#### Given instruction
Copy every one of the items below word for word, line by line, with no changes.
━━ Input material ━━
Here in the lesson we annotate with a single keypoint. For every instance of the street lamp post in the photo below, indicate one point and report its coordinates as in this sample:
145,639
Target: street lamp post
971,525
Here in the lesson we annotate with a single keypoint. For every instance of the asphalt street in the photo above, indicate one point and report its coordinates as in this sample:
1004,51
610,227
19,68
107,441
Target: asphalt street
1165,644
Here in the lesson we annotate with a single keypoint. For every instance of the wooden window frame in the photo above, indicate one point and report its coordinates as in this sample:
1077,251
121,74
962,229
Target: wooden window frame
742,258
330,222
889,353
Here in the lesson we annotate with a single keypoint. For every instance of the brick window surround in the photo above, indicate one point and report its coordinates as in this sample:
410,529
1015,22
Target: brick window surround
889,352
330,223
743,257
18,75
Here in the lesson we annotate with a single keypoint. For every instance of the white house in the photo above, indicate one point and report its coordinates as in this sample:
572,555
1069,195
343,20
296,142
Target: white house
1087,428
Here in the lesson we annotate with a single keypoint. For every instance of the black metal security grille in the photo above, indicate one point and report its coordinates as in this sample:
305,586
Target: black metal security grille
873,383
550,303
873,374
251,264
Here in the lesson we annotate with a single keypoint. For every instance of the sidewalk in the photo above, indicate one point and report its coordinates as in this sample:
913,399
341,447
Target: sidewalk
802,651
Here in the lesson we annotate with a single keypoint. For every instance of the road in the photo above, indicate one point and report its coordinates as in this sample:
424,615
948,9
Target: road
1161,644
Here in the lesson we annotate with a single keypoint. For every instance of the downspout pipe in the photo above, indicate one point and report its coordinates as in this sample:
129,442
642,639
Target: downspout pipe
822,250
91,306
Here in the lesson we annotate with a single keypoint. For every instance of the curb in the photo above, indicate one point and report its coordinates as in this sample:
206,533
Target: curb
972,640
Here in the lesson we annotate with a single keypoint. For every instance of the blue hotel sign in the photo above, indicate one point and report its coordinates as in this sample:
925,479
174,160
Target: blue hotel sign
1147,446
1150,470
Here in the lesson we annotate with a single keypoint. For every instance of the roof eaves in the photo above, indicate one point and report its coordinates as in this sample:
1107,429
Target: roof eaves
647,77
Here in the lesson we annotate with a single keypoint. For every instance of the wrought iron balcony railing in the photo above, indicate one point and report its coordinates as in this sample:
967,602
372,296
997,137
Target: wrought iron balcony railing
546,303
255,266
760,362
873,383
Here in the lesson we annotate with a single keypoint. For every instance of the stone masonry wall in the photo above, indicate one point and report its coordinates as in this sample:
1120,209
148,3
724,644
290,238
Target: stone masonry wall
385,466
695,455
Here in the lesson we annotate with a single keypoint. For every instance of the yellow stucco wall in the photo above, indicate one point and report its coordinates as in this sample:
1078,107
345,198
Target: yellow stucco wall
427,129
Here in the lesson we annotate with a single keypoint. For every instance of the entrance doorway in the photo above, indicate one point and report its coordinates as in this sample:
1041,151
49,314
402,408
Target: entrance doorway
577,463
━━━
#### Written solution
Here in the lesson we annotate with a single keypoint. For every instance of the street lamp post in the photo below, indicate one point and report its coordinates as in this sample:
145,639
Target: street lamp post
971,525
Here in the lesson we annotate with a single keypoint. For every instance of the asphalt street in the photo above, indicate one point and report its coordinates as in this sample:
1004,51
610,227
19,68
107,441
Target: asphalt street
1165,644
Here in the lesson we annotate with a single keypoint. For every instance of the wooden window frame in the photo above, indicate one point and report its coordinates as in this sample:
1077,251
121,74
962,229
Target: wooden window frame
742,258
330,222
889,353
Here in the lesson we annotate with a single keypoint. For every instance of the brick window surround in the photo above, indicate one point and report its coordinates as in this sample:
410,529
1015,22
Target: brick window surround
889,352
330,223
743,257
18,75
Here in the lesson we annotate with a single keypoint. For every instance of the white house in the photo above, indicate one point and report its coordinates as in this sample:
572,555
1069,195
343,20
296,142
Target: white house
1087,428
Here in the lesson we annotate with a single keypoint. For every instance of the black metal security grille in the photo above, indicate one point and report its coordinates as in this sample:
305,586
Target: black metal security grille
873,383
550,303
873,374
251,264
Here in the lesson we annotate with a single keypoint. For every instance of the sidewalk in the photo above, indicate one point and report its coordinates as in this sample:
913,399
341,447
Target: sidewalk
802,651
Here in the lesson we annotate with a single keypoint. For every instance of the road in the photo above, indicate one point and report its coordinates as in this sample:
424,615
948,9
Target: road
1161,644
Here in the lesson we annotate with a single keypoint. For every instance of the downspout pipe in the photo above, indicate one point and report its coordinates as in this sample:
129,442
642,639
Target: downspout pipe
822,250
91,306
Here in the lesson we annotate with a single keypoint. For every instance of the curb in the photo above, indicate one point and report its coordinates as in this sample:
206,533
Target: curb
972,640
Here in the lesson we annotate with a single keypoint. For every instance of the blue hotel sign in the photo above, indicate one point and report its coordinates as in this sample:
925,479
174,160
Target: blue hotel sign
1147,446
1150,470
Here in the lesson we annotate with a single keypoint. For every instance of the roof eaves in the photo above, indicate one point and report its coordinates as in this sample:
1107,429
Target: roof eaves
647,77
Here in the lesson we annotate with a single keypoint. For every instance of the wrought iron balcony railing in the photo above, indicate one point and report its coordinates as in this sample:
967,602
372,296
997,137
Target: wrought iron balcony railing
546,303
255,266
760,362
873,383
Here in the lesson we annotate with a single keypoint. For every instance of the stone masonry wall in the photo above, indicate one point and report its coordinates as in this sample:
1120,209
148,3
724,644
290,238
Target: stone masonry wall
385,466
695,455
Here in the lesson we annotate with a single keypoint. For every instance of the yellow stucco wall in the photo above, indicate one point and report its coordinates as in this sample:
1078,107
345,198
Target: yellow stucco wall
427,129
Here in the lesson we annotate with a single keypoint. For every instance of the entrance doorway in the photo above, indicate one point and report its coordinates as in this sample:
1041,151
49,314
402,408
Target: entrance doorway
577,463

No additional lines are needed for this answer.